- _JOB_: Put the lines of the records below into a numbered list, leaving out any blank lines.

[Coordinate labeling data]
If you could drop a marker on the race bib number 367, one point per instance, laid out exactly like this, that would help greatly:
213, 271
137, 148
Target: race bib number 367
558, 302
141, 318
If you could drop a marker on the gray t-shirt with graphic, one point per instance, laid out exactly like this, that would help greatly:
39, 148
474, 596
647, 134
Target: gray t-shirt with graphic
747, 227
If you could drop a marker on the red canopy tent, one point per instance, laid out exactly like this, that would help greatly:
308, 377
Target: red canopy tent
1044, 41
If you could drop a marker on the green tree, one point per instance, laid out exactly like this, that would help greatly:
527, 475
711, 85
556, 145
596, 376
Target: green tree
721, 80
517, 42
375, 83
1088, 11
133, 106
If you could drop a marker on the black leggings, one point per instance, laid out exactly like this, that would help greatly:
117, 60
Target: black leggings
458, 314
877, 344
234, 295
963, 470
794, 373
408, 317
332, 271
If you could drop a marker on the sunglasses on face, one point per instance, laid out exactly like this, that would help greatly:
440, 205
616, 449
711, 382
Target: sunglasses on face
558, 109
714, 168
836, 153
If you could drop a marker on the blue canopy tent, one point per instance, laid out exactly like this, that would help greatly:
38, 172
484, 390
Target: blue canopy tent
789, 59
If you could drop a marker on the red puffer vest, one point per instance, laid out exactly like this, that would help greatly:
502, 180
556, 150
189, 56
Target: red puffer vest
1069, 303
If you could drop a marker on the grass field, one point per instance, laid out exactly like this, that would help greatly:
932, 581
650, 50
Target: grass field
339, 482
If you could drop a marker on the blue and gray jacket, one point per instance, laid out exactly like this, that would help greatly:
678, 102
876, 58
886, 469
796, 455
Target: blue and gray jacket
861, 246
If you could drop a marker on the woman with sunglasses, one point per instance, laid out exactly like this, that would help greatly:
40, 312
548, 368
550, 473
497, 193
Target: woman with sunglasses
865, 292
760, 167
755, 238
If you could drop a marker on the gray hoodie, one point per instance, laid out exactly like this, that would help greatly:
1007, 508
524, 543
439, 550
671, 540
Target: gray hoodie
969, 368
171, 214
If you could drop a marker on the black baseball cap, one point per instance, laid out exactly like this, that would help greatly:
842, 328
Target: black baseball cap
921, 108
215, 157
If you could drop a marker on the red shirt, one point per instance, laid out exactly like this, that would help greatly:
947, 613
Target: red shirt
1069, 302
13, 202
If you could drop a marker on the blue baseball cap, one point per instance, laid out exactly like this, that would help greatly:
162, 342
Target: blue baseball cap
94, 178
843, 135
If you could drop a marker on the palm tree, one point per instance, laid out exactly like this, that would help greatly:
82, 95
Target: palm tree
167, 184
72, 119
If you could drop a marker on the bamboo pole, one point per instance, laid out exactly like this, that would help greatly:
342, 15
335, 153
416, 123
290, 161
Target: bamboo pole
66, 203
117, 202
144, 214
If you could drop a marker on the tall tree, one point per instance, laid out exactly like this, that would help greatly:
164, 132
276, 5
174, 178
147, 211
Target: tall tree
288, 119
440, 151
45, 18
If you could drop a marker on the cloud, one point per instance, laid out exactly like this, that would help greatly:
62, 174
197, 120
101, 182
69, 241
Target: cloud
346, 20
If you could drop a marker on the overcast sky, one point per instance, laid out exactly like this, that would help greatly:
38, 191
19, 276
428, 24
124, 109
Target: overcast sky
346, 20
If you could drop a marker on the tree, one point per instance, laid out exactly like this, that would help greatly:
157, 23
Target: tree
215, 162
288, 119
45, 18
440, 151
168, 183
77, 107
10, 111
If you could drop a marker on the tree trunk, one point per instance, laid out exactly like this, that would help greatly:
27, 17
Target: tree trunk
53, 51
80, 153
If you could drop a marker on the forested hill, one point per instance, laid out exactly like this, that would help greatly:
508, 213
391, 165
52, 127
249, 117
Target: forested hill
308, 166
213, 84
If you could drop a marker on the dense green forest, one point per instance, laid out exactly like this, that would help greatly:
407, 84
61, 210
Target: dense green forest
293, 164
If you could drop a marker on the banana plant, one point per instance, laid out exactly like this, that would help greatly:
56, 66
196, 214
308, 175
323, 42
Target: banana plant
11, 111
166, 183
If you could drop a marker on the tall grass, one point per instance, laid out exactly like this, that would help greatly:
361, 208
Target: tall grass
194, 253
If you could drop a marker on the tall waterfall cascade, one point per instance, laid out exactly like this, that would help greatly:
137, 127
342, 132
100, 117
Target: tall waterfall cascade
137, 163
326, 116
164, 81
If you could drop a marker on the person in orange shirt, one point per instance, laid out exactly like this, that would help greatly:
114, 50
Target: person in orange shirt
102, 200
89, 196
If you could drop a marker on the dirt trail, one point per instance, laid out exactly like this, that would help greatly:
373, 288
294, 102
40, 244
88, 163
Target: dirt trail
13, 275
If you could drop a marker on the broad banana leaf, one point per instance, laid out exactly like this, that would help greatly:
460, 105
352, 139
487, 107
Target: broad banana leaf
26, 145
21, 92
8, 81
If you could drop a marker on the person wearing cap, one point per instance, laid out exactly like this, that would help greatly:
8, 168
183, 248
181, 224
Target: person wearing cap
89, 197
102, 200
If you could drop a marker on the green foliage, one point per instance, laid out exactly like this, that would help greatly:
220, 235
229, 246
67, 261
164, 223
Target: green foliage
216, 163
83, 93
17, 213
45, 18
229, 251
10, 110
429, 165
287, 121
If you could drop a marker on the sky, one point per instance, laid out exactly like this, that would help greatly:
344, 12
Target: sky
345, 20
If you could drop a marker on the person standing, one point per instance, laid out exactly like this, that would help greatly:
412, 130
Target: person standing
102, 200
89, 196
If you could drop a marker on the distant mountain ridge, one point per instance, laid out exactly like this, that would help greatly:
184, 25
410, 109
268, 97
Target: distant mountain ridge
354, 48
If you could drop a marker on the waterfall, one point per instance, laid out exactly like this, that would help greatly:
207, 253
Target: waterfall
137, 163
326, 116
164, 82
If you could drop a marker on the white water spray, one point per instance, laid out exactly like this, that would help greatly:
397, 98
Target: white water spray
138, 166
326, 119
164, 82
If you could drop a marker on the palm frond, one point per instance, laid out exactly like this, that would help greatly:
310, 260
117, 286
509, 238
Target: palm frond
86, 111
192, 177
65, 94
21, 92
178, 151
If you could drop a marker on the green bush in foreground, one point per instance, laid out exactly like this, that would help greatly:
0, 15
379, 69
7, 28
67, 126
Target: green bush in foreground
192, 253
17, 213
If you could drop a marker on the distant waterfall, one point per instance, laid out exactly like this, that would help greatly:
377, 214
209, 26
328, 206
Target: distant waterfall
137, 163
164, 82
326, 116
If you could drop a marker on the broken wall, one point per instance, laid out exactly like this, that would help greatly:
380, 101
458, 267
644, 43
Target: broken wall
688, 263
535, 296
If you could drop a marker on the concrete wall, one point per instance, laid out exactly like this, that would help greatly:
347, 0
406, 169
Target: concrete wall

- _EXPECTED ANSWER_:
1. If you could drop a marker on the race bib number 367, one point per instance, laid out exactly like this, that would help greatly:
2. 213, 271
3. 137, 148
4. Target: race bib number 367
5. 558, 302
6. 141, 318
7. If you could drop a marker on the gray t-shirt with graphic, one point per instance, laid out exactly like this, that would help greatly:
8. 39, 148
9. 474, 596
10. 647, 134
11. Target: gray t-shirt with graphic
12. 747, 227
13. If you could drop a marker on the red canopy tent, one point per instance, laid out exactly like this, that would help greatly:
14. 308, 377
15. Target: red canopy tent
16. 1044, 41
17. If you could drop a marker on the green tree, one point per instance, laid out exactly like this, that would help greatly:
18. 527, 475
19. 711, 85
20. 556, 145
21. 596, 376
22. Target: green tree
23. 721, 80
24. 517, 42
25. 375, 83
26. 1088, 11
27. 133, 106
28. If you could drop a marker on the black leggings, one point per instance, laid out exactly like this, that would help greatly:
29. 117, 60
30. Target: black leggings
31. 458, 314
32. 877, 344
33. 234, 295
34. 963, 470
35. 794, 373
36. 408, 317
37. 332, 271
38. If you could drop a marker on the sunglasses on face, one point per instance, laid out exactly like this, that would help greatly:
39. 440, 205
40. 616, 449
41. 711, 382
42. Target: sunglasses on face
43. 558, 109
44. 714, 168
45. 836, 153
46. If you could drop a marker on the blue canopy tent, one point per instance, laid out exactly like this, that would help greatly:
47. 38, 172
48. 484, 390
49. Target: blue canopy tent
50. 789, 59
51. If you could drop a marker on the red puffer vest, one point per instance, laid out exactly like this, that would help greatly:
52. 502, 180
53. 556, 150
54. 189, 56
55. Target: red puffer vest
56. 1069, 303
57. If you could drop a marker on the grass field, one point per instance, laid out exactly like this, that would help greatly:
58. 932, 581
59. 650, 50
60. Target: grass field
61. 339, 482
62. If you could drop a marker on the blue and gray jacket, one point per instance, laid out exactly like this, that would help greatly:
63. 678, 102
64. 876, 58
65. 886, 469
66. 796, 455
67. Target: blue and gray jacket
68. 861, 246
69. If you could drop a marker on the woman with sunglasses, one point per instance, laid out exactly like this, that would help greatly:
70. 40, 312
71. 548, 368
72. 550, 473
73. 497, 193
74. Target: woman with sunglasses
75. 865, 292
76. 760, 167
77. 755, 238
78. If you could drop a marker on the gray hoodie, one point per instance, laid out exactly like this, that would help greatly:
79. 1007, 508
80. 524, 543
81. 439, 550
82. 671, 540
83. Target: gray hoodie
84. 969, 368
85. 171, 214
86. If you could drop a marker on the black baseball cap, one point per instance, laid out exactly like this, that would help greatly:
87. 842, 328
88. Target: black baseball cap
89. 921, 108
90. 215, 157
91. If you could drop a marker on the red shirt, one point per instance, laid out exactly like this, that would help greatly:
92. 947, 613
93. Target: red shirt
94. 1069, 302
95. 13, 202
96. If you could drop a marker on the blue baseball cap, one point per instance, laid out exactly like this, that would help greatly:
97. 162, 342
98. Target: blue baseball cap
99. 94, 178
100. 843, 135
101. If you could drop a marker on the palm tree, one point per instance, laid out exactly like this, that would help greatly:
102. 82, 95
103. Target: palm tree
104. 167, 184
105. 72, 119
106. If you could drop a marker on the bamboo pole, one point per instance, laid out exactly like this, that would help greatly:
107. 342, 15
108. 335, 153
109. 416, 123
110. 290, 161
111. Target: bamboo pole
112. 66, 203
113. 117, 202
114. 144, 214
115. If you could drop a marker on the tall tree, one point per instance, laid out exactly like this, that would help greatly:
116. 164, 132
117. 276, 5
118. 174, 178
119. 147, 211
120. Target: tall tree
121. 288, 119
122. 440, 151
123. 45, 18
124. If you could drop a marker on the cloud, one point per instance, laid out exactly like this, that would help greatly:
125. 62, 174
126. 197, 120
127. 101, 182
128. 69, 241
129. Target: cloud
130. 346, 20
131. If you could drop a marker on the overcast sky, one point per instance, laid out exactly like this, that would help greatly:
132. 38, 191
133. 19, 276
134. 428, 24
135. 124, 109
136. Target: overcast sky
137. 346, 20
138. If you could drop a marker on the tree, one point per instance, laid out exactly like this, that would help greatly:
139. 157, 23
140. Target: tree
141. 215, 162
142. 288, 119
143. 45, 18
144. 440, 151
145. 168, 183
146. 77, 107
147. 10, 111
148. If you could drop a marker on the tree trunk, one point per instance, laid out exactly like this, that would help greatly:
149. 27, 17
150. Target: tree trunk
151. 53, 51
152. 80, 153
153. If you could drop a marker on the forested hill, one point per instance, laid out exactly like this, that would help greatly:
154. 508, 213
155. 391, 165
156. 52, 127
157. 249, 117
158. Target: forested hill
159. 308, 166
160. 213, 84
161. If you could drop a marker on the dense green forest, one point per instance, laid out exactly like this, that would help greatly:
162. 407, 84
163. 61, 210
164. Target: dense green forest
165. 293, 164
166. If you could drop a marker on the banana plant, one point per instance, laid out exactly like this, that would help greatly:
167. 56, 66
168. 196, 214
169. 308, 175
170. 323, 42
171. Target: banana plant
172. 11, 111
173. 166, 183
174. If you could drop a marker on the tall grass, one point per instance, laid out exactly like this, that would help greatly:
175. 361, 208
176. Target: tall grass
177. 194, 253
178. If you could drop a marker on the tall waterfall cascade, one point per instance, laid out exactly like this, that would help greatly:
179. 137, 127
180. 342, 132
181. 100, 117
182. Target: tall waterfall cascade
183. 137, 163
184. 326, 116
185. 164, 81
186. If you could drop a marker on the person in orange shirt, one point per instance, laid out exactly like this, that would help greatly:
187. 114, 50
188. Target: person in orange shirt
189. 102, 200
190. 89, 196
191. If you could drop a marker on the dirt trail, one point per instance, laid out exactly like this, that would help greatly:
192. 373, 288
193. 294, 102
194. 40, 244
195. 88, 163
196. Target: dirt trail
197. 13, 275
198. If you could drop a marker on the broad banana leaf, one point per instance, laid out exactly like this, that would help greatly:
199. 460, 105
200. 352, 139
201. 487, 107
202. Target: broad banana leaf
203. 26, 145
204. 21, 92
205. 8, 81
206. If you could drop a marker on the person wearing cap, one point per instance, laid out exactly like this, that would help greatly:
207. 8, 168
208. 183, 248
209. 181, 224
210. Target: person wearing cap
211. 89, 197
212. 102, 200
213. If you could drop a marker on the green foliage, one point per instance, laid out exactly like this, that would help greatly:
214. 220, 235
215. 229, 246
216. 67, 261
217. 164, 223
218. Target: green foliage
219. 216, 163
220. 83, 93
221. 17, 213
222. 45, 18
223. 229, 251
224. 10, 110
225. 429, 165
226. 287, 121
227. If you could drop a marker on the sky, one point per instance, laid out exactly like this, that would help greatly:
228. 344, 12
229. Target: sky
230. 345, 20
231. If you could drop a marker on the person standing, one point per instance, laid out exactly like this, that would help greatly:
232. 412, 130
233. Target: person standing
234. 102, 200
235. 89, 196
236. If you could drop a marker on the distant mountain ridge, one point per instance, laid out exactly like this, that would help greatly:
237. 184, 25
238. 410, 109
239. 268, 97
240. Target: distant mountain ridge
241. 354, 48
242. If you could drop a marker on the waterfall, one point per instance, laid out exactly like this, that would help greatly:
243. 207, 253
244. Target: waterfall
245. 137, 163
246. 326, 116
247. 164, 82
248. If you could drop a marker on the white water spray, one point per instance, laid out exactly like this, that would help greatly:
249. 397, 98
250. Target: white water spray
251. 138, 166
252. 326, 119
253. 164, 82
254. If you could drop a marker on the palm frond, one point per instance, laid out exactly like this, that would help greatly:
255. 310, 260
256. 117, 286
257. 509, 238
258. Target: palm frond
259. 86, 111
260. 192, 177
261. 65, 94
262. 21, 92
263. 178, 151
264. If you could drop a marker on the green bush in foreground, one point per instance, laid out exactly like this, that would help greatly:
265. 0, 15
266. 379, 69
267. 7, 28
268. 67, 126
269. Target: green bush in foreground
270. 192, 253
271. 17, 213
272. If you could drop a marker on the distant waterfall, one point per instance, laid out exactly like this, that would help greatly:
273. 377, 214
274. 209, 26
275. 328, 206
276. Target: distant waterfall
277. 137, 163
278. 164, 82
279. 326, 116
280. If you could drop a marker on the broken wall, one point per instance, laid out exactly like this, that would help greatly:
281. 380, 101
282. 458, 267
283. 644, 43
284. Target: broken wall
285. 688, 263
286. 535, 296
287. If you could drop a marker on the concrete wall, one point per instance, laid out exactly like this, that would help greatly:
288. 347, 0
289. 406, 169
290. Target: concrete wall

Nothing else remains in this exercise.